SET TASKS |
A) Copy everything in the forum thread from "I added your" down to "and/or counterexample though.", swapping "brute force" for "exhaustive".
B) Please write the next part of the forum thread, starting after its last sentence.

ARTICLE |
The hard part is proving that you can't find better positions for the doubled-up markers, though.
Here's another algorithm; it's faster than my previous one but again I'm not sure if it's correct. I have a feeling that it is, but I haven't come up with a proof or a counterexample as yet. It's essentially a generalisation of your case for n=3. (1) Indirectly sort the elements of the matrix. This gives you the indices of the elements in order from the lowest element to the highest element. (2) Label all the elements in the matrix as "unknown" - you don't know if they are present in the optimal solution or not. (3) Take the lowest unknown element in the matrix, and mark it as unchosen. If doing so leaves only one unmarked element in that row, mark that element as chosen; do the same for the column - if this in turn leaves only one unmarked element in the same column/row, mark it in turn, etc. (4) Repeat step (3) until you have marked n^2-2n elements as unchosen, or you've marked 2n elements as chosen (I feel this second condition could only happen if the first was true anyway, though). (5) Mark all remaining unknown elements as chosen. Now your final result is the sum of all the chosen elements.
As I figure it, I think this should actually be O(n^2 log(n)).
EDIT: Okay, I did some testing, and it appears that the solutions it comes up with can fail to meet the solution criteria. Basically, consider a situation where the last remaining values in two rows and two columns are precisely the four values that lie in the intersection of those rows and columns. Then you would need to mark all of those values in the final solution, but this algorithm doesn't recognise that fact - it could still remove one of the values in that intersection, leaving only 3 values to select in a region that requires 4 to be chosen. I guess this kind of approach is useless, as it turns out.
I added your brute force 4x4 to test against my previous solver; it passed 1000 randomly generated test cases. Also, as it turns out, my algorithm is actually O(n^3), not O(n^4). I'm still thinking about a proof of correctness and/or counterexample though.
I don't have any proof yet, but I think the optimal solution to the Kaiji problem is to bet the max safe bet in every Slave round (since it has a higher payout) and bet 1mm in every King round. Once you lose once during slave, you keep betting 1mm every King round but during Slave rounds, you bet 1mm + the number of rounds you won, because wins earn you a little more buffer. I'll try to work out an average winnings for this.
Alright, I tried a few variations on strategy and the best I've gotten so far is 64.9439925862 by starting with King and betting the max safe bet every round no matter what. I'll see if I can fine tune it a bit.
EDIT: I have a new theory. King round is actually better than Slave round. Previously I was thinking of mm as lost no matter what, so S=1 and K=4/5. However, mm are only lost when you lose, so Slave is worth 5/4 per mm and King is worth 4 per mm. A new strategy starting with Slave and betting max on King, 1 on Slave yields 71.3105664.

EXTRACTED MATERIAL |
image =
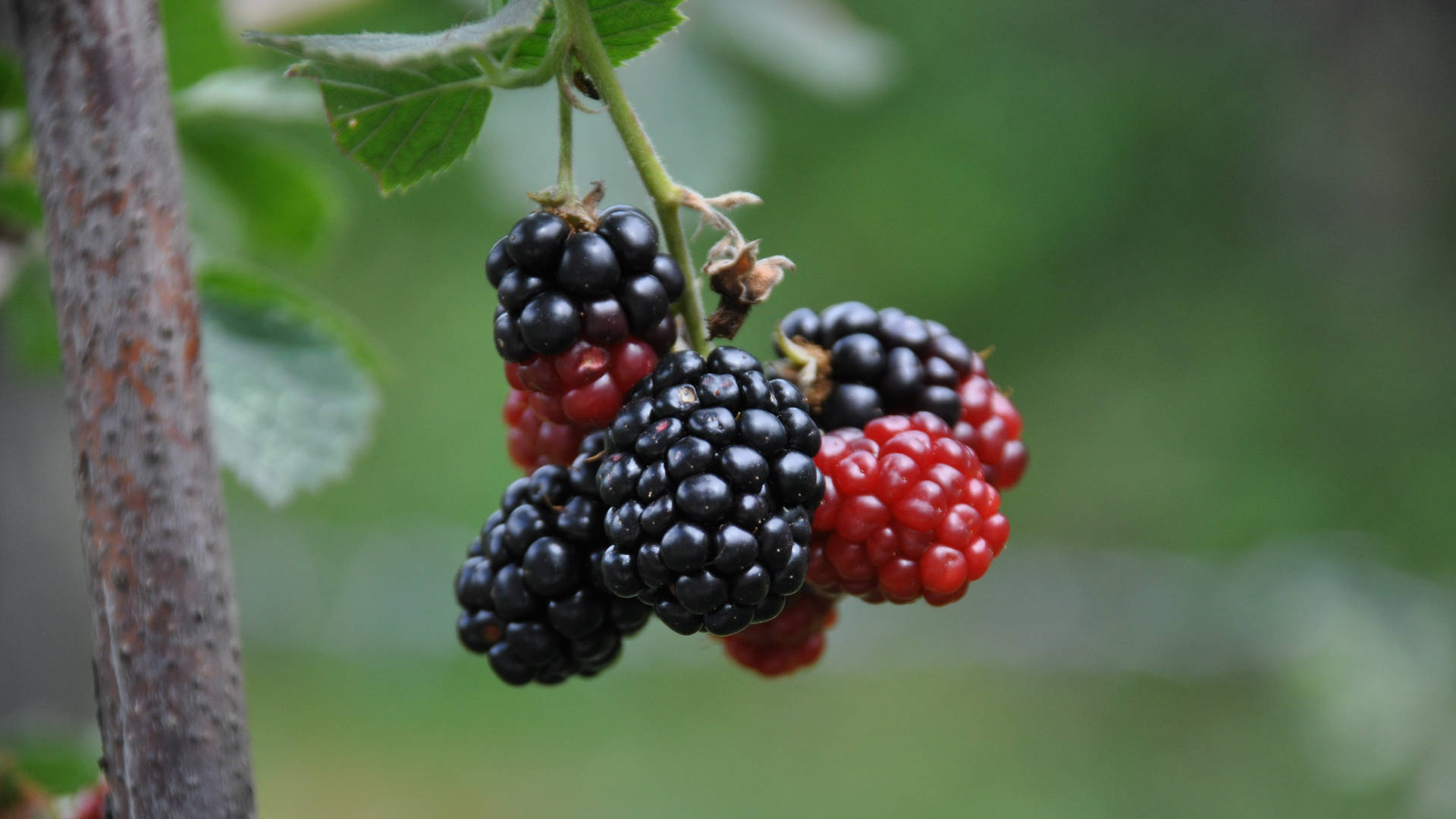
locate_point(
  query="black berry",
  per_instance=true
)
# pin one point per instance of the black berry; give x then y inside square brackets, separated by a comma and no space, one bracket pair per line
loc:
[532,586]
[708,475]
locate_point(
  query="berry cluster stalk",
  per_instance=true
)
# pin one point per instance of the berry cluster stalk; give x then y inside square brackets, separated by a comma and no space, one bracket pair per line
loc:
[564,184]
[169,691]
[667,196]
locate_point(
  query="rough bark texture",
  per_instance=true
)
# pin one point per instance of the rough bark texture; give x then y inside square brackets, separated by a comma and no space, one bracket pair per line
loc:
[166,656]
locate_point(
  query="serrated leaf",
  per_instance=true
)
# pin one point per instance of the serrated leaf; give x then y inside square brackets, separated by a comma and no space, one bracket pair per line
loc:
[403,124]
[30,321]
[389,52]
[246,93]
[291,403]
[626,28]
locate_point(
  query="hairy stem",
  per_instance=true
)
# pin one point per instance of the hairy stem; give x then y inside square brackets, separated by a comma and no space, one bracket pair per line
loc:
[564,184]
[169,689]
[666,194]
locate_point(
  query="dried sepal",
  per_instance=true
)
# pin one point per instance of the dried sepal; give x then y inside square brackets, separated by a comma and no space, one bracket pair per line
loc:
[742,280]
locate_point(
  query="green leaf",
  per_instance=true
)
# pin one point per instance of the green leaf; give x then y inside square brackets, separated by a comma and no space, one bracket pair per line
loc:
[281,200]
[199,41]
[246,93]
[30,321]
[19,203]
[626,28]
[388,52]
[406,124]
[291,397]
[12,82]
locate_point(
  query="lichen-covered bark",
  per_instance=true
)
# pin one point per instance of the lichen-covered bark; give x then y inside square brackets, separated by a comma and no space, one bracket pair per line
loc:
[166,656]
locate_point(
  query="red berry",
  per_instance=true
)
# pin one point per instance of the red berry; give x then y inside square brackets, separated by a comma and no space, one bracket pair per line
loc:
[908,513]
[533,441]
[990,426]
[789,642]
[557,400]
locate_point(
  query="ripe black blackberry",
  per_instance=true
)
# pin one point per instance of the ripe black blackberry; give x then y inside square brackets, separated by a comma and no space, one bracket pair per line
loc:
[883,363]
[711,485]
[557,284]
[532,589]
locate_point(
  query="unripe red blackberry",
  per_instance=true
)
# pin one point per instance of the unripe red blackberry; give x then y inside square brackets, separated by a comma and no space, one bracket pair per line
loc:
[883,363]
[584,385]
[558,286]
[906,513]
[533,441]
[710,483]
[990,426]
[789,642]
[532,583]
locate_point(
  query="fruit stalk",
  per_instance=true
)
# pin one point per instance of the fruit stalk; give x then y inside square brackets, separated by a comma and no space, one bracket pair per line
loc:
[667,196]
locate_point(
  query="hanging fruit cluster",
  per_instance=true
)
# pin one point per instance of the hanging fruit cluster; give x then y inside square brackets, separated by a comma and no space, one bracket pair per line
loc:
[707,488]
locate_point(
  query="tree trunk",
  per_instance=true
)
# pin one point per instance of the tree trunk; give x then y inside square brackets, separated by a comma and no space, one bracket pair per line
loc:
[166,656]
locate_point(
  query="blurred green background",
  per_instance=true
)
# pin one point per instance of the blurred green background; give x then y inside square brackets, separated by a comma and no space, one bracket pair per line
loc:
[1213,246]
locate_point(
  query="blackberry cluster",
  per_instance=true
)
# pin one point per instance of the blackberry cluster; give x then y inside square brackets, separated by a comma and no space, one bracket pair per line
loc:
[883,363]
[532,585]
[789,642]
[557,286]
[710,484]
[582,385]
[906,513]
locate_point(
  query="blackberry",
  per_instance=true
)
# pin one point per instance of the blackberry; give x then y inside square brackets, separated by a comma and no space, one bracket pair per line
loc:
[558,286]
[533,441]
[883,363]
[582,387]
[710,485]
[530,586]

WRITTEN ANSWERS |
A)
I added your exhaustive 4x4 to test against my previous solver; it passed 1000 randomly generated test cases. Also, as it turns out, my algorithm is actually O(n^3), not O(n^4). I'm still thinking about a proof of correctness and/or counterexample though.

B)
FIFTY MILLIMETERS ALL DAY ERRY DAY, PUSSIES. I HAVE TWO EARS.
And <= 1 brain, so you still lose.
Anyways, I got bored of guessing strategies and wrote a recursive program to test every possible betting strategy for every possible result and use the best one. It won't tell me the best strategy, but it will tell me the best result, assuming it ever finishes running.
Aw, c'mon Ikatono. The logic behind the optimal strategy is relatively simple, though calculating the EV is a little more annoying.
You've got two of the main aspects of the strategy down: (1) On each round you want to either make the minimum bet of 1, or the maximum safe bet. (2) Emperor round is, roughly speaking, worth more than slave round because you're much more likely to keep your millimeters for the next round.
You can prove (1) easily enough with an inductive argument, which boils down to the fact that at every step of the way the EV for the optimal strategy is linear in the number of millimeters you have available, and the maximum value for a linear function must occur on the boundary values.
The one thing you're missing is this - what would be the optimal strategy if you were using Emperor first (and therefore using Slave for the last 3 rounds)?
A mm bet in round 10 has more potential value than in round 12 (because it can be bet later if you win), so bet max in the last Slave set.
King set is significantly more efficient than Slave set, so bet max in R7-9.
The first Slave set (R 4-6) is a bit trickier. The value of 1mm in a round is worth (5 + value in the next round)/5. I know that I should make the same bet in each round of a set, because you should only bet max if 1 mm is worth more than in a later set, and value within a set only changes if you bet max multiple times (Mmm has the same payoff per mm as mmM, and if M is better than m then MMM is optimal). That means I can compare rounds 6 and 7 directly.
Let x = the value of 1mm in round 7 (and subsequent bets) Let y = the value of 1mm bet in round 6
y = 1 + x/5
If x>y, bet minimum.
To prove x>y, take the value of 1mm in only rounds 7-9 (assume it's lost if you win all 3 to simply the estimation). This is 4/5 + 4/5 * 4/5 + 4/5 * 4/5 * 4/5 = 1.664. 1.664 / 5 + 1 = 1.3328 < 1.664, so bet minimum in R6, so bet minimum in R4-6.
The first set of Kings is more valuable than the second set of Kings, so it must be MMM.
Thus, the optimal strategy for KKKSSSKKKSSS is MMMmmmMMMMMM.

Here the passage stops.